GIVEN TEXT
········

Extract from the judgement

(Excerpt taken from Kilgore v. Boyd, Circuit Court of the 13th Judicial Circuit of the State of Florida, Hillsborough County, Family Law Division. Case no. 94-7573, Div. D)

THE COURT: ... If I do have to apply a Frye test he has passed the Frye test. And I find that parental alienation syndrome has passed the Frye test in my courtroom, which is a Circuit Court Courtroom in the Family Law division, based on the evidence and the argument before me. The evidence and the argument before me, the testimony and the CV of Dr. Gardner, together with an excerpt of his writings. There was also proffered an article from the Florida Bar Journal which, quite frankly, I read when it came out and at the time I read it I placed some credibility in it. I'm also impressed by the fact that Dr. Gardner is cited in the footnote in at least one of the cases, I believe it's Schultz vs. Schultz hang on a second. Off the record a second. (There was a discussion off the record.)


THE COURT: It has also been proffered that the state of
Texas gives it credence in its book of evidence and as Dr. Warshak testified the-- I cannot cite exactly the group, but it's some national psychologist organization, cites it approvingly and cites Dr. Gardner's writings approvingly in its child custody evaluation criteria.

········

DESCRIPTION OF THE TASK
In the court excerpt above, what does the judge find regarding parental alienation syndrome?

Recorded data:
········

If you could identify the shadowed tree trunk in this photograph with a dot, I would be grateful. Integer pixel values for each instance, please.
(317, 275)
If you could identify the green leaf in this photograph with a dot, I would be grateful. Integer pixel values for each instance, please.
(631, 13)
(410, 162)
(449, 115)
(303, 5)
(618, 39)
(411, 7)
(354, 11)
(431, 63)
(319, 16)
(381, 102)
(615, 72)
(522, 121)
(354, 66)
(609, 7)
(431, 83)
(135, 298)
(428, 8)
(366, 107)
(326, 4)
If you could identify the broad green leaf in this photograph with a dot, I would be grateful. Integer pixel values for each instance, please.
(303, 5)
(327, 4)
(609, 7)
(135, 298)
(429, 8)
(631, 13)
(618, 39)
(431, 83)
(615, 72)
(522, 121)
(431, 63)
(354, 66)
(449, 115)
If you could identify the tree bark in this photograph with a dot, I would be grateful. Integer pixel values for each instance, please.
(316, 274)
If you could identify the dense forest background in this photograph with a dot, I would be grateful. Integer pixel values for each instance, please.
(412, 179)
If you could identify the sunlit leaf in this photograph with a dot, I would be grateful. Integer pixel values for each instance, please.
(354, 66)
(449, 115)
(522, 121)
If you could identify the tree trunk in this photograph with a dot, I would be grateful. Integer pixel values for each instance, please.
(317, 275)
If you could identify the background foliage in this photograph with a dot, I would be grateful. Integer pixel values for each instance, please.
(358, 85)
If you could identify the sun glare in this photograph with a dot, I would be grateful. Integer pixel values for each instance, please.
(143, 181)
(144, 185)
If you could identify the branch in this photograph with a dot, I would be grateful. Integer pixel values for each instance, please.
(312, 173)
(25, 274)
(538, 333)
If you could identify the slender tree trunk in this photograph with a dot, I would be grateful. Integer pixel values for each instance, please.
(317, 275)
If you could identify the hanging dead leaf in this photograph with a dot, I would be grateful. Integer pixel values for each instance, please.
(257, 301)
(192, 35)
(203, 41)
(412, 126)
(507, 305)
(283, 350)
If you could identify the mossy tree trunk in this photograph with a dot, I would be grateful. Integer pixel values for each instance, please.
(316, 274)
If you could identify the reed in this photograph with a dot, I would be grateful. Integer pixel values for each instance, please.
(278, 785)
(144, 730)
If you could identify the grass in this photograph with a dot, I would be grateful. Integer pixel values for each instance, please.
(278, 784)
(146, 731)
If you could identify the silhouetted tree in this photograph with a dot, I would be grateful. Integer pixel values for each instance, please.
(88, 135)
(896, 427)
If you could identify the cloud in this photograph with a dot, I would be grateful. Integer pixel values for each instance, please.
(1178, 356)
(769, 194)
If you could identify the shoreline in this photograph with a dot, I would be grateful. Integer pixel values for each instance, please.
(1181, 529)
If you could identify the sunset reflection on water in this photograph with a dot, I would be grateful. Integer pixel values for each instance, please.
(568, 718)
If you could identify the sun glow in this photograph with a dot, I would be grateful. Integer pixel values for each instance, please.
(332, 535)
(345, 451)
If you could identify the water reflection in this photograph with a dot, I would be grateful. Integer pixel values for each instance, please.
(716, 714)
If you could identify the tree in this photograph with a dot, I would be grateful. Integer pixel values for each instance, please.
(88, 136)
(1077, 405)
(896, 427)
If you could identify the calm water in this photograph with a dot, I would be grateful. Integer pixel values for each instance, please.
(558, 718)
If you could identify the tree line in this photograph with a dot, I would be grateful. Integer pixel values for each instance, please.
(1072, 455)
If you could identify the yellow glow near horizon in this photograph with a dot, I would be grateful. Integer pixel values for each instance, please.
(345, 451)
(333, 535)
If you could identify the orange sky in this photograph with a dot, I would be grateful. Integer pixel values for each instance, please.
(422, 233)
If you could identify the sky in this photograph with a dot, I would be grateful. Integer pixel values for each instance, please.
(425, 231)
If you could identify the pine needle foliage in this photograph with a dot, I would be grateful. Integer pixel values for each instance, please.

········

SOLUTION FOR THIS TASK
The judge finds that parental alienation syndrome has passed the Frye test in that courtroom.